**Fragmento del documento**
Por: Carmen Muñoz de González
En cada rincón de mi país hubo una partera. Digna mujer destinada a la bella labor de ayudar a las madres a traer niños y niñas al mundo.
Podían estar en el campo, en la siembra, en su conuco. O en los pueblos de mar limpiando el pescado o haciendo conservitas de coco. O en las frías montañas de los pueblos andinos atendiendo la melaza para el rico papelón. Pero apenas requerían sus servicios dejaban todo por ir corriendo a socorrer a las parturientas.
¿Con qué podían contar aquellas mujeres? Con la luz divina de Dios, la estampita de San Ramón Nonato y su buen cuchillo para cortarle el maruto al recién nacido.
Unas fumaban tabaco, otras cigarrillo – hasta con la candela pa’dentro- y otras, al terminar la labor, también se echaban su guamazo para celebrar los miaos. Y si la parturienta era de buenos recursos hasta hervido de gallina picatierra se disfrutaban. Todo para reponer las fuerzas y asegurarse ya del próximo barrigón.
Mi pueblo no se escapa a ello. Aquí, en Villa de Cura, también teníamos nuestras mamás: Rosa Colmenares, Juana Méndez, Fulgencia Izaguirre, Irene Agraz, Josefa Cedeño, Alejandra Castillo, Consuelo Arreaza, Damiana Villanueva, Piedad Herrera, Josefina Naranjo, Petra Mezone (Aún viva en los Valles del Tucutunemo).
Con pinzas, maletín y demás hierbas aromáticas las más refinadas y algunas acompañando a médicos de aquí como el Dr. Rondón y Fernandez, con dedicación, esmero y paciencia – y hasta sabiduría – realizaban el parto. Hasta los vecinos se involucraban. Cada quien tenía su oficio: Calentar el agua, abrir el hoyo para enterrar la placenta, buscar periódicos que servirían de centros de cama –cuando eso no manchaban con tinta como ahora-.
Cuando nacía el guariche o la guaricha le daban su nalgada y el llanto se oía, los papás alegres se ponían ¡Ese era otro para el conuco o la molienda!
Cuarenta días pasaba esa parturienta con la cabeza envuelta en un rollete para que no le pegara ni el sereno. Le daban su bebedizo para que aflojara todo lo malo que quedaba adentro. Ni siquiera una miradita, contimás una tocadita al progenitor de la criatura. Y la partera allí todos los días, a revisar el muchachito o muchachita o los morochitos y celosa con el ombligo, que se mantuviera seco por aquello de que no les diera a los niños el mocezuelo.
Qué diáfana labor la de esas mujeres, qué vínculo de amor, fraternidad se enlazaba entre ellas.
También sobaban la barriga durante el embarazo y le daban la vuelta al niño si había tomado mala posición.
Cuando avanzó la ciencia fueron dejadas de un lado.
Era un legado ser partera. Se transmitía de madre a hija.
Nunca se negaban a asistir a un parto, tronando, lloviendo o relampagueando.
En mi pueblo había una partera que andaba en burra. Montaba de medio la'o, llevaba los implementos en un saco colga'o, se iba al conuco y si alguna parturienta tenía dolor dejaba su batata, topocho, ñame, frijol, quinchoncho a recoger la cosecha en canasta y con el tripón encuadrila'o corría a socorrer.
Se le daba a la parturienta en una totuma carato de maiz cariaco para que la leche que saliera de la madre dejara jartico al tripón o la tripona hasta la otra toma.
COMENTARIOS:
De: Yessica Herrera La señora Fulgencia Izaguirre ayudó a mi mamá a tener 2 hijos de ella en la casa ¡Hace tantos años de eso!

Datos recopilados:
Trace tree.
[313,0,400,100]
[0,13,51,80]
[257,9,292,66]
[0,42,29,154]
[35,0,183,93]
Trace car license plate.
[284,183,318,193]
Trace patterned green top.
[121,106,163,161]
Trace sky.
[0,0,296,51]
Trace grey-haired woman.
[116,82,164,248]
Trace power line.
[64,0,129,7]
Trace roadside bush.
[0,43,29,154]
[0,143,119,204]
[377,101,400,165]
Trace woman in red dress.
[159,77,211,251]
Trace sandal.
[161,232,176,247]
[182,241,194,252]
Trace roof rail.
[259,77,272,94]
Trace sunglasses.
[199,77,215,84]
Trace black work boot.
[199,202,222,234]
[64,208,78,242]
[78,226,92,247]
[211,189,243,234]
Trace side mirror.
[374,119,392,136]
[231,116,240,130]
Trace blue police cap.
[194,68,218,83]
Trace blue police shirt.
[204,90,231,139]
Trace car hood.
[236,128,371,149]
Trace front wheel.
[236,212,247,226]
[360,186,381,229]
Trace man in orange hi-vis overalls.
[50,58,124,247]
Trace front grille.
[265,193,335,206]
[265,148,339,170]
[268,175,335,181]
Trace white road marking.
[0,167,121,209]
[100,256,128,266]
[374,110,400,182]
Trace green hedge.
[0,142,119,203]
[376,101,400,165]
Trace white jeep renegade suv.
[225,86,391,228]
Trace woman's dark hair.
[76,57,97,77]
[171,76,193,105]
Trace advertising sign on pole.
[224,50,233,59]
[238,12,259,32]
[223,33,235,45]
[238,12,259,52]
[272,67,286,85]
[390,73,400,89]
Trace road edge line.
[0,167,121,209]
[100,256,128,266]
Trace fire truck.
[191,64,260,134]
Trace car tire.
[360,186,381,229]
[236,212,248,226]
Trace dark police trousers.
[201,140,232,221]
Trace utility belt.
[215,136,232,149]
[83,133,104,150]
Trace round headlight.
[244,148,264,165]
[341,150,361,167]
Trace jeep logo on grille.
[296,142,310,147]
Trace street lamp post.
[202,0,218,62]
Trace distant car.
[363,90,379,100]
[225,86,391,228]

**Instrucciones**
a - Contesta estas preguntas con lo que dice el texto sobre las parteras:
(i) ¿De qué santo era la estampita con la que contaban las parteras?
(ii) ¿Cuántos días pasaba la parturienta con la cabeza envuelta en un rollete?
(iii) ¿En qué animal andaba una de las parteras del pueblo?
b - Resume en dos oraciones el texto sobre las parteras.
c - Transcribe el trozo del texto sobre las parteras que empieza con las palabras "Cuando avanzó la" y termina con "la otra toma.".

**Respuestas del ejercicio**
a -
(i) De San Ramón Nonato.
(ii) Cuarenta días.
(iii) En burra.

b - En cada rincón del país hubo parteras que lo dejaban todo para ir a ayudar a las parturientas, y en Villa de Cura también las hubo, como Rosa Colmenares, Juana Méndez y Fulgencia Izaguirre. Sobaban la barriga durante el embarazo y después del parto revisaban todos los días al recién nacido; el oficio pasaba de madre a hija, pero cuando avanzó la ciencia fueron dejadas de un lado.

c -
Cuando avanzó la ciencia fueron dejadas de un lado.
Era un legado ser partera. Se transmitía de madre a hija.
Nunca se negaban a asistir a un parto, tronando, lloviendo o relampagueando.
En mi pueblo había una partera que andaba en burra. Montaba de medio la'o, llevaba los implementos en un saco colga'o, se iba al conuco y si alguna parturienta tenía dolor dejaba su batata, topocho, ñame, frijol, quinchoncho a recoger la cosecha en canasta y con el tripón encuadrila'o corría a socorrer.
Se le daba a la parturienta en una totuma carato de maiz cariaco para que la leche que saliera de la madre dejara jartico al tripón o la tripona hasta la otra toma.